* _Work item_
Go through the entries below and tally the lines holding "Find"; please reply with the number only.

===== Exercise data

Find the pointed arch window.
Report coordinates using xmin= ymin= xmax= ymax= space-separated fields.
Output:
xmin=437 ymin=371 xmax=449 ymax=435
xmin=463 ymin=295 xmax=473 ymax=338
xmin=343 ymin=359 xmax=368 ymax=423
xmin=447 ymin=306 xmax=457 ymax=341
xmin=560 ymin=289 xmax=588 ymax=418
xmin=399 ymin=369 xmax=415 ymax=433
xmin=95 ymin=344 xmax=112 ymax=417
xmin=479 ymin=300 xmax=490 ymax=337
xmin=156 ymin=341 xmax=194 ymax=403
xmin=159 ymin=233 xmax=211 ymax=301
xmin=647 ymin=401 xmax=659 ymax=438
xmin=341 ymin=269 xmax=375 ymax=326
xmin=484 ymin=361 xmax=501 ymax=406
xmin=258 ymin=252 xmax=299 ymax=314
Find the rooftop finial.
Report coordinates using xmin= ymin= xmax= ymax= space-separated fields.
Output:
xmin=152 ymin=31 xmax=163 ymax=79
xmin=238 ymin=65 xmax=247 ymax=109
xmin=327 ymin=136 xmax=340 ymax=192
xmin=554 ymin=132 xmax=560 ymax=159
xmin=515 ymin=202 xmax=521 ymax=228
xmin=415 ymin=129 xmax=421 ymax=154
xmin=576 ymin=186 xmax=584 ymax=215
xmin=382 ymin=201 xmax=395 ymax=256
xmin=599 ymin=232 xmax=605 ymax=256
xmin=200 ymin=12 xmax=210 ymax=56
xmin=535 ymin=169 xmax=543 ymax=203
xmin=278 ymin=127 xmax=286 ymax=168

==========

* _The answer_
2